++++ Reading text ++++

The screening process for potential candidates is complex. According to the article, women will be screened for psychological disorders, relationship problems, and coercion, as well as for their physical health.
Doctors say there are risks to the procedure.
Women are required to take drugs that allow their bodies to accept the organ, and the drugs can affect their unborn babies when they do become pregnant, according to the article. Eventually, doctors say, they will remove the uterus from the woman again so that she does not have to keep taking the anti-rejection drugs.
The surgery itself is complex and risky. Then, after receiving the transplant, the procedure also requires that women go through in vitro fertilization and then give birth by caesarean section, according to the article.
Since last fall, three other Swedish women have given birth after receiving uterus transplants. All were born prematurely. Five more are pregnant, according to the article. LifeNews reported about the first birth last September.
Ethicists are conflicted about the nature of uterus transplants.
Dr. Andreas G. Tzakis, who is leading the project at the Cleveland Clinic, believes uterus transplants – as opposed to surrogacy — are a better option for infertile women.
“You create a class of people who rent their uterus, rent their body, for reproduction,” he said of surrogacy. “It has some gravity. It possibly exploits women.”

++++ Excerpted data ++++

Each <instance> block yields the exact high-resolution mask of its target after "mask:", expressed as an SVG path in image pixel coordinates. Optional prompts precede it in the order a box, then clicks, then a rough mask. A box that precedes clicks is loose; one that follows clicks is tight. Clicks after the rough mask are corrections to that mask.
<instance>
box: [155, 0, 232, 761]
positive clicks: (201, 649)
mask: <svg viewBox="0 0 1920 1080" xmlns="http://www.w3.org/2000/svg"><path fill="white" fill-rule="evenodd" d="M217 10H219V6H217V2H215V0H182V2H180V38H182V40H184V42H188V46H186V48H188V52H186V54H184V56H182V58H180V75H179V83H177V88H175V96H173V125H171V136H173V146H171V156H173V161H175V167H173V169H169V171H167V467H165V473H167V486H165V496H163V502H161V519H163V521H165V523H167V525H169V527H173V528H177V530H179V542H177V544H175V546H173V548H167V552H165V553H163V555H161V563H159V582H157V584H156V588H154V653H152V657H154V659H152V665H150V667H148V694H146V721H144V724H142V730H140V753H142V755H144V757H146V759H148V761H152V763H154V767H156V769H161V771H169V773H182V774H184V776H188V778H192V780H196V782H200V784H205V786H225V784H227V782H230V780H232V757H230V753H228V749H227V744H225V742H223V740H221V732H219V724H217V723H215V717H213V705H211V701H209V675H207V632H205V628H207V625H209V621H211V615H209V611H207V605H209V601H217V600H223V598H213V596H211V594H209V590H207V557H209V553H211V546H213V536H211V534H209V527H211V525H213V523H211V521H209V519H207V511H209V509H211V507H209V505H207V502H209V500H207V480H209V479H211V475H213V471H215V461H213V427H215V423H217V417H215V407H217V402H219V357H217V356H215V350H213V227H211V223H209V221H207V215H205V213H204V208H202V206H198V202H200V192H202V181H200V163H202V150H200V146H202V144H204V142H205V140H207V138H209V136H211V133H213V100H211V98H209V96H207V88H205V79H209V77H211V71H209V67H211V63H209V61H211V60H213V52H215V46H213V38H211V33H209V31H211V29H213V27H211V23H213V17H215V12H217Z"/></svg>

++++

Assigned task >>
Pick up the article about uterus transplants after its last sentence and continue it. You can set the collected data aside; none of it is needed here.

Task output >>
Bioethics attorney Wesley J. Smith, however, says he is concerned about the implications of the transplant procedure.
Writing at LifeNews.com, Smith said:
Uterus transplants are “consumerist” procedures–as distinguished from “medical”–performed at sometimes great expense to enable lifestyle choices or help make dreams come true. As such, I believe they should be looked at differently than the usual healthcare.
[Unlike a kidney or heart transplant], transplanting a uterus is wholly elective, obviously performed to allow a woman to gestate and give birth. In other words, she has a bodily dysfunction, but is not sick. Indeed, her physical health is put at peril from the procedure, whereas doing nothing will not endanger her life or hurt her health. And given that the child is delivered early, there could be some risk to the baby.
Tzakis says the Cleveland Clinic will test the procedure before deciding whether to make it readily available in the United States.